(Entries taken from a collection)
◆ ◆ ◆ ◆ ◆ ◆ ◆
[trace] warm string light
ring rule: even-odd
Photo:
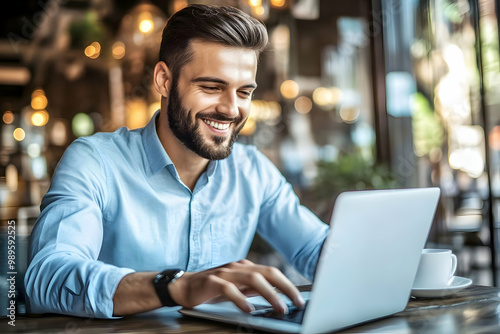
[[[90,59],[97,59],[101,55],[101,44],[99,42],[92,42],[85,48],[85,55]]]
[[[49,102],[43,89],[35,89],[33,93],[31,93],[31,108],[35,110],[42,110],[47,108],[48,103]]]
[[[281,116],[281,105],[276,101],[253,100],[250,106],[250,116],[241,129],[242,136],[251,136],[257,129],[258,122],[272,123]]]
[[[52,144],[64,146],[68,140],[68,131],[66,124],[62,120],[55,120],[50,132],[50,140]]]
[[[12,135],[14,136],[15,140],[22,141],[26,137],[26,132],[24,132],[24,130],[21,129],[21,128],[17,128],[17,129],[14,130],[14,132],[12,133]]]
[[[268,13],[266,7],[268,7],[268,5],[266,4],[266,7],[264,7],[262,0],[248,0],[248,5],[251,7],[253,16],[260,19],[265,19],[267,17]]]
[[[14,122],[14,113],[7,110],[3,113],[2,120],[5,124],[12,124]]]
[[[31,93],[31,108],[34,112],[30,116],[31,124],[34,126],[44,126],[49,122],[47,108],[48,100],[43,89],[35,89]]]
[[[264,15],[266,13],[266,9],[264,7],[262,7],[262,6],[254,7],[252,11],[257,16],[262,16],[262,15]]]
[[[153,31],[155,25],[150,12],[143,12],[139,15],[139,31],[148,34]]]
[[[125,44],[123,42],[117,41],[113,43],[112,47],[113,58],[122,59],[125,57]]]
[[[44,126],[49,121],[49,113],[45,110],[38,110],[31,114],[31,123],[34,126]]]
[[[307,96],[300,96],[295,100],[295,103],[293,104],[295,107],[295,110],[301,114],[307,114],[312,110],[313,103],[310,98]]]
[[[299,84],[293,80],[285,80],[280,86],[280,93],[286,99],[296,98],[299,90]]]
[[[274,7],[283,7],[286,4],[286,0],[271,0],[271,5]]]

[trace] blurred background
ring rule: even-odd
[[[161,31],[192,3],[266,24],[271,45],[238,140],[304,205],[328,223],[344,190],[440,187],[427,246],[453,249],[458,275],[498,285],[499,0],[18,0],[0,14],[1,310],[8,221],[22,289],[27,237],[62,153],[77,137],[148,122]],[[270,255],[257,238],[251,257],[295,275]]]

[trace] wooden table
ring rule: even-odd
[[[306,290],[307,287],[303,287]],[[369,297],[367,297],[369,298]],[[61,315],[18,315],[16,326],[0,321],[0,333],[252,333],[251,328],[182,316],[159,309],[118,320]],[[411,299],[394,316],[341,333],[500,333],[500,289],[470,286],[446,298]]]

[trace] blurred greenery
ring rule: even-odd
[[[443,144],[443,125],[422,93],[412,95],[411,108],[415,153],[417,156],[429,155],[433,149],[439,149]]]
[[[92,42],[99,42],[102,47],[109,44],[106,28],[99,20],[97,13],[88,11],[80,21],[72,22],[69,27],[71,47],[85,49]]]
[[[349,190],[397,188],[396,175],[360,152],[341,153],[334,161],[319,161],[313,192],[319,201],[331,202]]]

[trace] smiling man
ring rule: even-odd
[[[258,54],[200,39],[191,41],[190,51],[192,60],[178,78],[165,62],[156,65],[155,87],[168,97],[159,122],[169,126],[159,127],[158,136],[181,180],[193,190],[209,160],[231,154],[245,125],[257,87]]]
[[[327,234],[255,147],[234,143],[250,112],[267,33],[232,7],[192,5],[168,21],[141,129],[75,140],[30,238],[28,308],[112,318],[258,293],[280,312],[276,268],[245,257],[259,233],[312,279]]]

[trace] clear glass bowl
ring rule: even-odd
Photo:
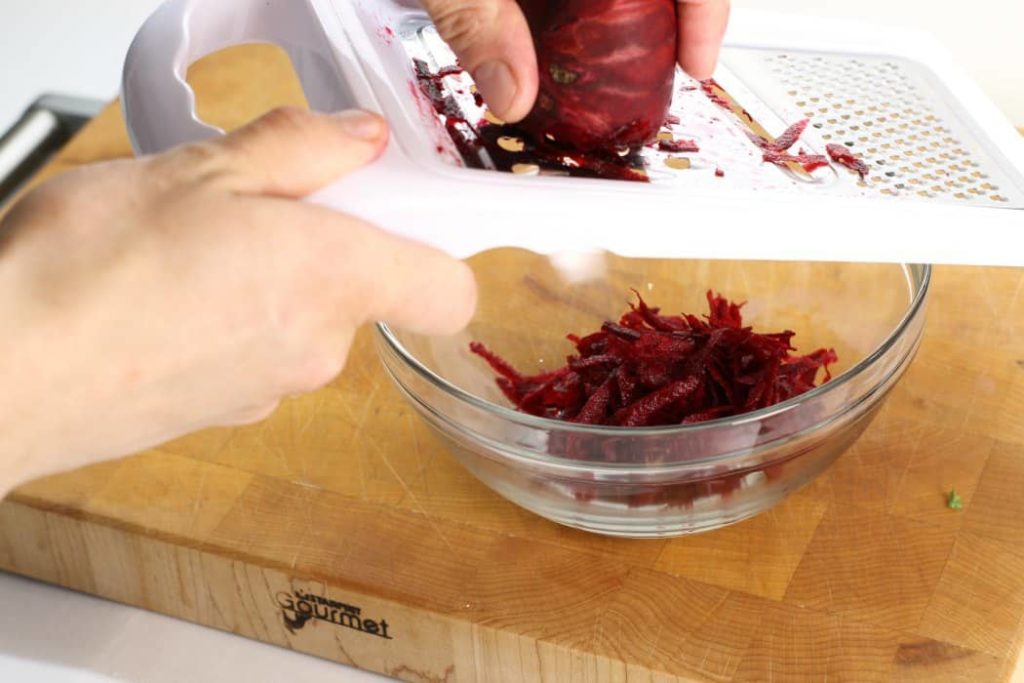
[[[379,324],[384,365],[459,462],[555,522],[628,537],[733,524],[825,470],[870,423],[921,340],[929,266],[678,261],[501,250],[470,261],[469,328],[424,337]],[[514,410],[469,352],[482,341],[525,373],[573,352],[567,333],[617,320],[640,291],[665,313],[704,313],[709,288],[746,301],[744,322],[794,330],[799,351],[836,349],[834,377],[774,407],[696,425],[569,424]]]

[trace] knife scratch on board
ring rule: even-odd
[[[409,487],[409,484],[405,482],[405,479],[402,478],[402,475],[398,473],[398,470],[395,469],[395,466],[391,464],[391,461],[388,459],[388,456],[384,454],[384,450],[379,445],[372,441],[369,441],[367,443],[369,443],[370,447],[374,451],[376,451],[376,453],[380,456],[380,459],[384,462],[384,465],[388,468],[388,470],[391,471],[391,474],[394,475],[395,479],[398,480],[398,484],[402,487],[402,490],[404,490],[409,495],[409,498],[412,499],[413,506],[416,508],[416,511],[423,515],[423,517],[427,520],[427,522],[434,529],[434,531],[437,532],[438,537],[440,537],[441,542],[445,544],[445,547],[447,547],[448,550],[454,553],[455,547],[448,541],[448,538],[444,535],[444,532],[441,531],[441,527],[434,520],[434,518],[427,514],[427,509],[423,506],[423,503],[421,503],[420,499],[416,496],[415,493],[413,493],[413,490]]]
[[[924,443],[923,439],[911,439],[910,440],[910,445],[909,445],[910,452],[907,453],[907,455],[906,455],[906,460],[903,463],[903,469],[900,471],[900,476],[896,480],[896,486],[892,489],[892,491],[889,491],[888,489],[883,491],[882,493],[885,496],[888,497],[889,495],[891,495],[894,500],[899,500],[900,499],[900,492],[903,491],[903,483],[907,480],[907,476],[910,474],[910,468],[911,468],[911,466],[913,466],[914,462],[916,461],[917,454],[923,448],[923,446],[922,446],[923,443]],[[891,481],[891,479],[889,481]]]
[[[1012,311],[1014,306],[1017,305],[1017,299],[1020,298],[1020,293],[1024,291],[1024,275],[1017,278],[1017,286],[1013,288],[1013,294],[1010,295],[1010,301],[1006,304],[1006,310]]]
[[[416,433],[416,418],[411,412],[407,412],[405,420],[409,424],[409,433],[412,435],[412,450],[416,456],[416,476],[423,486],[423,492],[429,496],[430,487],[427,486],[427,462],[423,459],[423,449],[420,447],[420,438]]]
[[[341,633],[338,632],[338,631],[335,631],[335,633],[334,633],[334,643],[335,643],[335,645],[338,646],[338,650],[341,652],[341,656],[345,658],[345,663],[346,664],[348,664],[349,666],[354,666],[357,669],[366,668],[366,667],[360,666],[356,662],[355,658],[348,653],[348,650],[345,649],[345,643],[342,642]]]
[[[1005,310],[1005,307],[996,305],[996,302],[999,301],[1001,297],[998,297],[996,293],[992,291],[992,282],[988,278],[988,273],[985,271],[980,272],[978,282],[985,288],[985,296],[982,298],[988,305],[988,310],[992,314],[992,318],[994,320],[998,320],[1000,316],[1000,309]]]
[[[193,489],[195,492],[195,500],[192,502],[192,514],[188,520],[188,533],[192,534],[196,529],[196,522],[199,520],[199,510],[203,506],[203,500],[206,496],[203,495],[203,489],[206,486],[206,478],[210,476],[210,467],[206,463],[203,464],[203,474],[199,478],[199,483]]]

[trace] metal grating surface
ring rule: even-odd
[[[400,36],[410,60],[422,60],[434,72],[455,65],[454,54],[429,21],[410,22]],[[661,136],[694,140],[700,150],[682,155],[656,146],[640,150],[637,170],[651,182],[691,189],[725,182],[755,192],[1024,208],[1024,180],[1005,159],[999,161],[998,150],[987,149],[971,132],[962,122],[970,118],[958,113],[955,99],[944,95],[942,86],[914,62],[731,47],[724,50],[716,77],[773,135],[809,118],[811,127],[800,139],[800,149],[822,154],[829,143],[843,144],[868,162],[871,173],[861,180],[833,165],[815,172],[810,181],[801,181],[764,163],[761,151],[735,118],[679,72],[671,108],[679,123],[666,123]],[[436,130],[443,138],[451,134],[472,139],[479,135],[479,125],[500,124],[474,97],[467,74],[446,77],[437,87],[464,120],[446,127],[445,116],[437,114]],[[450,142],[441,140],[437,146],[446,161],[494,168],[485,151],[471,159]],[[540,170],[540,175],[565,174],[558,169]]]
[[[824,143],[844,144],[871,166],[862,190],[889,197],[1024,207],[1003,171],[913,62],[767,50],[733,50],[730,68],[783,116],[807,117]]]

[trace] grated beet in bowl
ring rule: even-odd
[[[738,522],[825,471],[912,362],[930,279],[927,266],[519,250],[470,265],[480,303],[465,332],[377,326],[391,378],[498,494],[638,538]],[[743,315],[708,286],[746,301]]]

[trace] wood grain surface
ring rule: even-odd
[[[302,102],[269,48],[192,81],[228,128]],[[129,153],[111,106],[43,177]],[[1022,491],[1024,272],[943,267],[864,437],[734,527],[614,540],[519,509],[448,457],[364,330],[336,382],[263,424],[22,487],[0,567],[417,682],[1003,681]],[[303,598],[321,618],[298,623]]]

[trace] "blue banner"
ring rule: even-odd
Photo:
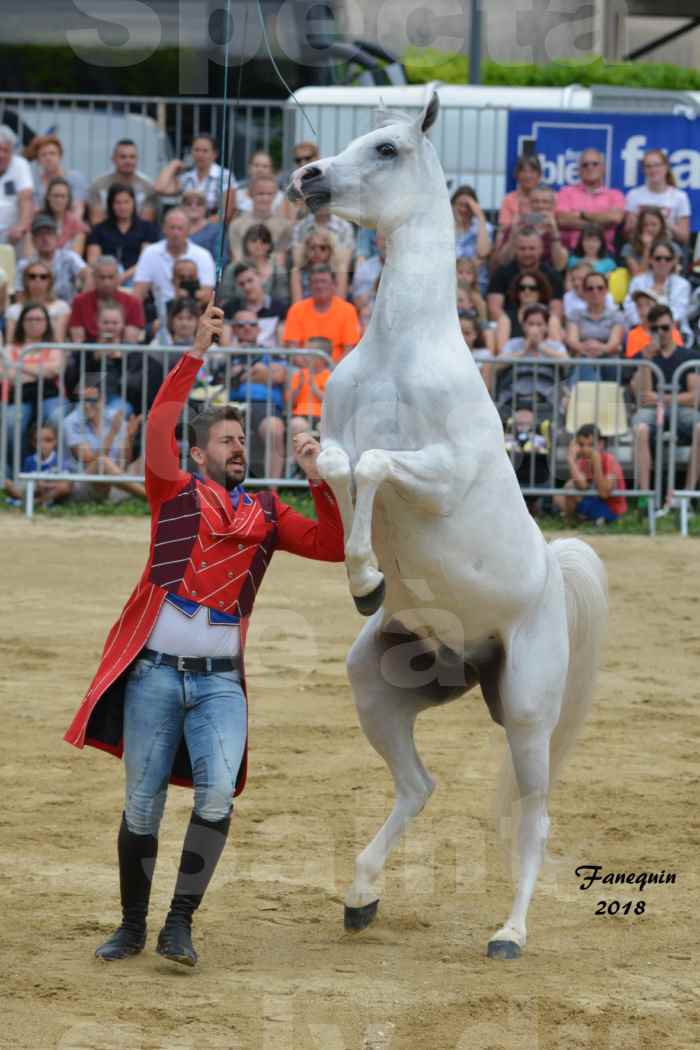
[[[642,157],[666,150],[676,185],[690,198],[691,229],[700,230],[700,120],[647,113],[594,110],[512,109],[508,116],[508,189],[522,153],[536,153],[542,179],[553,189],[579,182],[578,162],[585,149],[606,159],[606,186],[627,193],[644,182]]]

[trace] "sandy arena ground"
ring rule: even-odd
[[[171,788],[149,947],[107,966],[122,767],[61,736],[140,574],[145,520],[3,516],[0,1046],[8,1050],[690,1050],[700,1006],[697,544],[601,538],[610,642],[552,797],[552,860],[518,962],[487,960],[511,890],[493,846],[502,731],[476,693],[422,716],[438,791],[389,863],[380,917],[342,929],[353,857],[388,812],[344,656],[342,566],[277,555],[249,647],[251,775],[196,921],[200,964],[153,946],[191,793]],[[574,868],[674,871],[579,889]],[[628,892],[625,890],[628,889]],[[595,916],[600,899],[645,914]]]

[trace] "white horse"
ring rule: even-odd
[[[420,711],[477,683],[510,745],[502,815],[517,797],[520,870],[488,955],[515,958],[539,873],[550,783],[590,706],[606,622],[605,572],[579,540],[545,543],[457,318],[445,178],[417,119],[378,129],[294,172],[292,199],[386,236],[361,342],[326,388],[318,467],[343,518],[350,590],[370,616],[348,657],[359,718],[394,778],[386,823],[359,855],[345,925],[377,912],[374,882],[434,781],[415,748]],[[503,827],[503,822],[501,822]]]

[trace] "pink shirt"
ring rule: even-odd
[[[585,186],[564,186],[557,193],[557,204],[555,212],[562,211],[585,211],[593,214],[597,211],[612,211],[613,209],[625,210],[625,198],[619,190],[611,190],[608,186],[599,186],[596,190],[587,190]],[[574,248],[581,236],[580,230],[562,227],[561,239],[567,248]],[[615,241],[615,227],[609,226],[605,231],[608,248],[612,251]]]
[[[525,200],[526,198],[522,197],[518,190],[511,190],[510,193],[506,193],[498,212],[498,225],[501,227],[512,226],[517,221],[520,215],[520,205],[525,203]]]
◆ ◆ ◆ ◆ ◆ ◆ ◆
* _WHAT YOU SHOULD DO_
In the entries above, restate word for word the lines between the one holding "[trace] grated beet in bowl" and the one holding "[trace] wood grain surface", inclusive, and nothing besides.

* _TASK OUTPUT_
[trace] grated beet in bowl
ring rule: even-odd
[[[738,522],[825,471],[912,362],[930,279],[927,266],[519,250],[470,265],[480,303],[465,332],[377,326],[391,378],[498,494],[638,538]],[[743,315],[708,286],[746,301]]]

[trace] wood grain surface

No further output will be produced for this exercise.